• REQUIRED ACTIONS:
a) List the stages of school education named in the passage on education in India.
b) Extend the passage on education in India, picking up after its final line.

• SELECTED PASSAGE:
----
India has been a major seat of learning for thousands of years, dating back to ancient seats of learning like Nalanda. India, being a developing nation, struggles with challenges in its primary education and strives to reach 100% literacy. All levels of education in India, from primary to higher education, are overseen by the Ministry of Human Resource Development (Department of Higher Education (India) and Department of School Education and Literacy), and heavily subsidized by the Indian government.
There are broadly four stages of school education in India, namely primary, upper primary, secondary and Senior secondary. Overall, schooling lasts 12 years. Upper Primary and Secondary school pupils aged eleven through fifteen are organized into classes six through ten, and higher secondary school students ages sixteen through seventeen are enrolled in classes eleven through twelve. In some places there is a concept called Middle/Upper Primary schools for classes between six to eight. The government is committed to ensuring universal elementary education (primary and upper primary) education for all children aged 6-14 years of age. Primary school includes children of ages six to eleven, organized into classes one through five.
Primary school in the remote Kanji village of the Kargil district.
----
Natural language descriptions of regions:
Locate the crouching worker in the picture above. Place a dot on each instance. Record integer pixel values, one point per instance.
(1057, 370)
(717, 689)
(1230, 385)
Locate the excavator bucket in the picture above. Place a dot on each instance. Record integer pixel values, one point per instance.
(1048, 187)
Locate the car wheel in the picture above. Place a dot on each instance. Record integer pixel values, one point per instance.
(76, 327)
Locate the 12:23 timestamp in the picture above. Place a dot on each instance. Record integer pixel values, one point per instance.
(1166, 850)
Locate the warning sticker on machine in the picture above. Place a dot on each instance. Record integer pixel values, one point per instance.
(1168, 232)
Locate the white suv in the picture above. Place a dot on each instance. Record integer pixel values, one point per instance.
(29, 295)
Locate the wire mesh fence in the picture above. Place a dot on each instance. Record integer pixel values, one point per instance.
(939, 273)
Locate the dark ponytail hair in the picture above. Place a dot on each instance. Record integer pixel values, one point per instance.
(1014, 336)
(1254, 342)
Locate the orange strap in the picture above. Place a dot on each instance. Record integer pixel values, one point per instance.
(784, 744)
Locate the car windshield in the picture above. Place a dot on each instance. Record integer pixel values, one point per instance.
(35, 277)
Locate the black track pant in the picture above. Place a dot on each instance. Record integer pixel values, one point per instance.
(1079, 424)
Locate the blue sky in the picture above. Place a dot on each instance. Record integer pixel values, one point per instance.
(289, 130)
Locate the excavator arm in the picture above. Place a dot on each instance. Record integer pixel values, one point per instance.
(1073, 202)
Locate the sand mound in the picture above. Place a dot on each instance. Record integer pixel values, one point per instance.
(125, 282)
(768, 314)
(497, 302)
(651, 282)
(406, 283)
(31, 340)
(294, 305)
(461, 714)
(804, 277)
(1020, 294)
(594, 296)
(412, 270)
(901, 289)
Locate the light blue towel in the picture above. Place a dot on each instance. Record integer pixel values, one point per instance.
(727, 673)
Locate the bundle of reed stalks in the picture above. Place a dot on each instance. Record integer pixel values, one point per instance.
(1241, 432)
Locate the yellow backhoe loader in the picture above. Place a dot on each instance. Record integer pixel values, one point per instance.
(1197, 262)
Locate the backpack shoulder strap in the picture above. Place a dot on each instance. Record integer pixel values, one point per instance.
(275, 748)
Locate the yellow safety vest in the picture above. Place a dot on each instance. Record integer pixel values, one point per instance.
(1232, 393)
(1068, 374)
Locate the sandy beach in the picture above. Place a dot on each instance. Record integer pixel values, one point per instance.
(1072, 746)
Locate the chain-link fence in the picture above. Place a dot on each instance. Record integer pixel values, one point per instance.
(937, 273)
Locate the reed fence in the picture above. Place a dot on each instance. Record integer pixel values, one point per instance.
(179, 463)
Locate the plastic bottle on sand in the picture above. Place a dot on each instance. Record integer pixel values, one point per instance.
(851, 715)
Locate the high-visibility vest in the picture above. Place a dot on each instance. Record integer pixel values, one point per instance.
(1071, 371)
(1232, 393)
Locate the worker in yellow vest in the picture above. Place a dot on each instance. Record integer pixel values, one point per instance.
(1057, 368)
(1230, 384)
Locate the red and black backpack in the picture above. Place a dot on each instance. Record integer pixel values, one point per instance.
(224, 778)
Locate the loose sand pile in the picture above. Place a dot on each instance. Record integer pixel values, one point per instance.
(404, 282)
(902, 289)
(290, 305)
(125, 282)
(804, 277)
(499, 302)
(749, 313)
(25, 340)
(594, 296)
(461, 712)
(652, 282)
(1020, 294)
----
• EXERCISE RESPONSES:
a) primary, upper primary, secondary, senior secondary

b)
Elementary education is divided into three broad parameters: Universal Access, Universal Retention and Universal Achievement. Which in broad sense of terms means, making education accessible to children, making sure that they continue education and finally, achieving the set quality goals. In 2006-7, an estimated 93% of children in the age group of 6-14 were enrolled in school. The 86th Constitutional Amendment Act was passed by the parliament to make the Right to Elementary Education a fundamental right and a fundamental duty.
There are a number of private schools providing secondary education. These schools usually either follow the State or national curriculum. Some top schools provide international qualifications and offer an alternative international qualification. These schools are usually taught in the regional language, however urban and suburban schools usually teach in English. These institutions are heavily subsidized. In the past decades, there has also been an effort to increase attendance in vocational high schools and raise standards at the nation's ITIs - Industrial Training Institutes.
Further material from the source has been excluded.